▶ Required action: From the material below, copy each line that holds the word "floor".

▶ Entries shown:
------------------------------------------------
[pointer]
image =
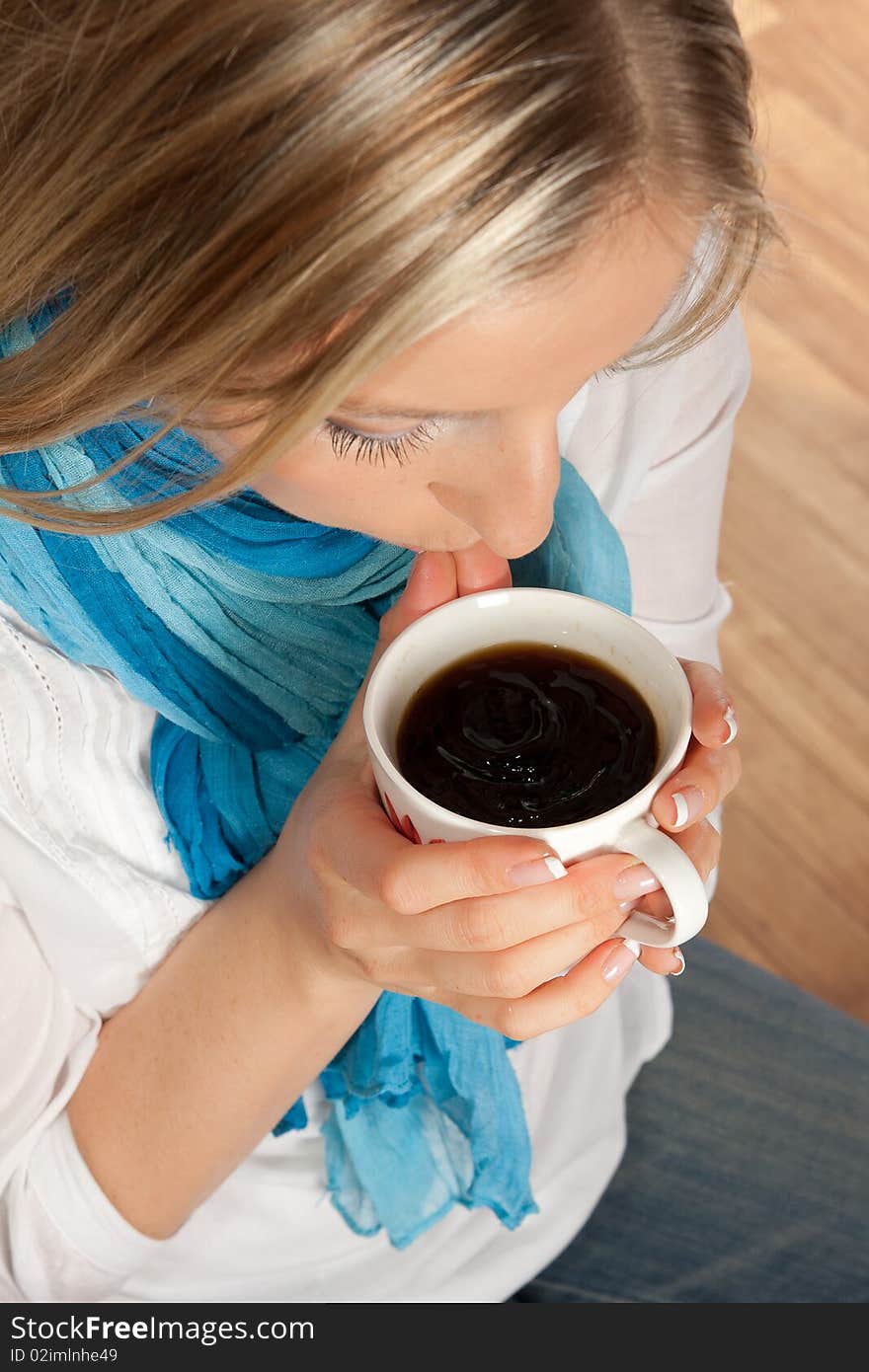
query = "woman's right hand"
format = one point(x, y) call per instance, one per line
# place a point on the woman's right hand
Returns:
point(484, 925)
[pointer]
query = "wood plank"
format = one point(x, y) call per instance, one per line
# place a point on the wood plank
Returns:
point(795, 861)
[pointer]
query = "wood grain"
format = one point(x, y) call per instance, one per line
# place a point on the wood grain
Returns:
point(795, 869)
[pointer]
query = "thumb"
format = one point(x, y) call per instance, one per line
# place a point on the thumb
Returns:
point(433, 582)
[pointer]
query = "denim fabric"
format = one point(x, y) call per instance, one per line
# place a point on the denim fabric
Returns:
point(745, 1178)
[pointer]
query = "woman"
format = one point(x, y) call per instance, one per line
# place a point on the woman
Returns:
point(245, 240)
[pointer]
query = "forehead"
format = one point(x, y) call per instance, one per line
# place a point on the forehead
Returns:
point(537, 345)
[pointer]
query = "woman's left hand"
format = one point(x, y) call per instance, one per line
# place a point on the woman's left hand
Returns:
point(710, 771)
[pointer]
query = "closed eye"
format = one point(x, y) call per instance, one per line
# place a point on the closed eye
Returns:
point(371, 449)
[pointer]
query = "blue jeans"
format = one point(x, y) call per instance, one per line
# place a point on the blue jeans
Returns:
point(745, 1178)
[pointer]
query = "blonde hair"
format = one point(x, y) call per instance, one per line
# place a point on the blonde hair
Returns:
point(234, 184)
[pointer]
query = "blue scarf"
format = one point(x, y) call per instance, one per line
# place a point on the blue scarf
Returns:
point(249, 632)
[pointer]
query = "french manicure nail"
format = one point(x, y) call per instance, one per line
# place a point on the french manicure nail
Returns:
point(621, 960)
point(537, 872)
point(688, 805)
point(634, 881)
point(732, 726)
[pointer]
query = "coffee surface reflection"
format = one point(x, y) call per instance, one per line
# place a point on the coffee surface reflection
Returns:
point(527, 735)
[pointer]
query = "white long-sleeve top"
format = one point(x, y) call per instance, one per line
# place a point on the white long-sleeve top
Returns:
point(92, 899)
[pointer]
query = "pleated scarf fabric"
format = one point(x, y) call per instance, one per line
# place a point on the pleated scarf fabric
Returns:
point(249, 632)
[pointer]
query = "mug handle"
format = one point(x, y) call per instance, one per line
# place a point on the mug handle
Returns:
point(679, 879)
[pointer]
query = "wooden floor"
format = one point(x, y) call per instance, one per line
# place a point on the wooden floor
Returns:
point(794, 890)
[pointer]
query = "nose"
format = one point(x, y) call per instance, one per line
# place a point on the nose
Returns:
point(506, 488)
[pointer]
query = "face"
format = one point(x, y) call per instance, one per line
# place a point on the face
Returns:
point(453, 440)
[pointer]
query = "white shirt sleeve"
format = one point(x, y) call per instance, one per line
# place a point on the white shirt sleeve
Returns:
point(655, 446)
point(60, 1239)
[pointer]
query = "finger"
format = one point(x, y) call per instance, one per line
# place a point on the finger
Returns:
point(430, 584)
point(361, 848)
point(481, 570)
point(443, 885)
point(713, 717)
point(558, 1002)
point(700, 785)
point(507, 974)
point(666, 962)
point(587, 896)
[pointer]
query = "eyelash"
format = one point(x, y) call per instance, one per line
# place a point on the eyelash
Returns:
point(373, 450)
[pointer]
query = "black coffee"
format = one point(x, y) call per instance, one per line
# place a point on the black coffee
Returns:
point(528, 735)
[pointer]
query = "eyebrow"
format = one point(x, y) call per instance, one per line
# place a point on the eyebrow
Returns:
point(358, 405)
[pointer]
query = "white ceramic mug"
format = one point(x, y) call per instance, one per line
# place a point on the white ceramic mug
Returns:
point(559, 619)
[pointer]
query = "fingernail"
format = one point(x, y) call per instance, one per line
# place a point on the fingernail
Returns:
point(732, 726)
point(537, 872)
point(621, 960)
point(688, 805)
point(634, 881)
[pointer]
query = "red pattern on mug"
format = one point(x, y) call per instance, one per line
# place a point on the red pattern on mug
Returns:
point(405, 826)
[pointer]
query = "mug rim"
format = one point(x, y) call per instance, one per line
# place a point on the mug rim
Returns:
point(626, 809)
------------------------------------------------
▶ Output below:
query = "wooden floor"
# place a point on the wooden floor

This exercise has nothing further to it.